(Natural language region descriptions)
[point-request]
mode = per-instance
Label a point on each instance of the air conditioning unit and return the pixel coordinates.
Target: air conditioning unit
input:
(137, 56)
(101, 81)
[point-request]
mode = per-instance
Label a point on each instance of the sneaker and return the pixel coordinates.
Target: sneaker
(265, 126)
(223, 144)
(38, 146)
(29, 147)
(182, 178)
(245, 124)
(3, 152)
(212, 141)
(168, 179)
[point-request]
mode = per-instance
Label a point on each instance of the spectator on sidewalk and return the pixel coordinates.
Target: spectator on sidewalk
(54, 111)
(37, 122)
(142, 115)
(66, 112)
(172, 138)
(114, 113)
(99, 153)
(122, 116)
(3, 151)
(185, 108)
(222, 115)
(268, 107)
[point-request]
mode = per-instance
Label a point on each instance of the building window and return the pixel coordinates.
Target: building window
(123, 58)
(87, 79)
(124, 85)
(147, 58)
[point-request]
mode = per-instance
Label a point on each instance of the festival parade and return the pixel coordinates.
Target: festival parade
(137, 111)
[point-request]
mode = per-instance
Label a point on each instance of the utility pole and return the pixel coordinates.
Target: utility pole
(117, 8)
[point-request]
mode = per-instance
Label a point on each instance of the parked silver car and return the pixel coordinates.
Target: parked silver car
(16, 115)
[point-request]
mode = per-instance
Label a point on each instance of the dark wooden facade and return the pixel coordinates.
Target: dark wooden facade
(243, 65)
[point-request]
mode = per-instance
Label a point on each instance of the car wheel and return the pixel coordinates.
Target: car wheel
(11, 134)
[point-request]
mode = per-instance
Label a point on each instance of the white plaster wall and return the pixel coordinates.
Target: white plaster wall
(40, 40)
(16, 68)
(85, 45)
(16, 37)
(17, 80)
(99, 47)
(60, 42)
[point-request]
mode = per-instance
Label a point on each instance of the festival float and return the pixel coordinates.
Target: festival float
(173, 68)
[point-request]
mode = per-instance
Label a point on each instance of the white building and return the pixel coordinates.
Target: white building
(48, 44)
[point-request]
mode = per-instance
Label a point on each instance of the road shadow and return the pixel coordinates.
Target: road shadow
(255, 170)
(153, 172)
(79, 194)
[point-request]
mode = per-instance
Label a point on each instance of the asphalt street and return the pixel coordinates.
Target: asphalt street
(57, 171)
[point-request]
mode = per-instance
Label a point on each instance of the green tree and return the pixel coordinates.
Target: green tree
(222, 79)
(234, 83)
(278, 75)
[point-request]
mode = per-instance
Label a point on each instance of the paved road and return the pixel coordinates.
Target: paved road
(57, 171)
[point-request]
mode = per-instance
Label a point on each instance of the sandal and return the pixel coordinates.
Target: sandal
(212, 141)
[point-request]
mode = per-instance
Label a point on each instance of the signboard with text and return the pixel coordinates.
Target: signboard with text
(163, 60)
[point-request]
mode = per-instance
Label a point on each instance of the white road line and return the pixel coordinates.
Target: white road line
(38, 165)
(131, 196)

## Exercise prompt
Copy each line of the data exactly, leaving nothing out.

## Response below
[point-request]
mode = per-instance
Label a point on each instance of the air conditioning unit and return the pixel coordinates.
Target: air conditioning unit
input:
(137, 56)
(101, 81)
[point-request]
mode = per-instance
Label a point on each instance of the sneaker and return the pixel coordinates.
Target: sneaker
(265, 126)
(223, 144)
(38, 146)
(29, 147)
(182, 178)
(245, 124)
(3, 152)
(212, 141)
(168, 179)
[point-request]
mode = per-instance
Label a point on each instance of the spectator on sidewalk and return the pixel coordinates.
Target: spectator on sidewalk
(54, 111)
(37, 122)
(142, 115)
(66, 112)
(172, 138)
(114, 113)
(99, 153)
(122, 116)
(3, 151)
(185, 108)
(222, 115)
(268, 107)
[point-request]
mode = per-instance
Label a point on each instance of the building window and return the pixel coordinates.
Target: building window
(123, 58)
(87, 79)
(124, 85)
(147, 58)
[point-request]
mode = per-instance
Label a point on each instance of the festival parade and return the pixel coordinates.
Target: festival parade
(137, 111)
[point-request]
mode = per-instance
Label a point on each instance of the utility pole and return the pixel coordinates.
Target: utility pole
(117, 8)
[point-request]
mode = per-instance
Label a point on each instance of the parked silver car and return the pixel coordinates.
Target: parked silver car
(16, 115)
[point-request]
mode = per-instance
Label a point on each instance of the dark wooden facade and return the pixel coordinates.
Target: dark wooden facade
(243, 65)
[point-request]
mode = per-instance
Label a point on each instance of the car wheel and return the pixel coordinates.
Target: car wheel
(11, 134)
[point-request]
mode = per-instance
Label a point on each instance of the white plaster wall and return the pixel coordinates.
Target: white plaster wall
(40, 40)
(16, 68)
(85, 45)
(16, 37)
(17, 80)
(99, 47)
(60, 42)
[point-request]
mode = per-instance
Label a point on each instance of the festival float and return the pixel coordinates.
Target: festival float
(173, 68)
[point-request]
mode = per-instance
Label a point on each instance of the white building and return the pixel coordinates.
Target: white building
(48, 44)
[point-request]
mode = per-instance
Label a point on each instance of the road shadow and return the pixel coordinates.
Target: road shadow
(255, 170)
(153, 172)
(79, 194)
[point-request]
mode = per-instance
Label a point on each instance of the asphalt street and return the pixel coordinates.
Target: asphalt street
(57, 171)
[point-request]
mode = per-instance
Label a point on each instance of the green tree and return the pixel coordinates.
Target: green tree
(222, 79)
(234, 83)
(278, 75)
[point-request]
mode = per-instance
Label a point on each instance of the paved road and return the pixel coordinates.
Target: paved road
(57, 171)
[point-request]
mode = per-instance
Label a point on each instance of the sandal and return the pixel coordinates.
Target: sandal
(212, 141)
[point-request]
mode = per-instance
Label a point on each instance of the signboard with text and return the pixel coordinates.
Target: signboard with text
(163, 60)
[point-request]
mode = per-instance
Label a point on each instance of the white road line and return the pixel coordinates.
Target: white road line
(38, 165)
(131, 196)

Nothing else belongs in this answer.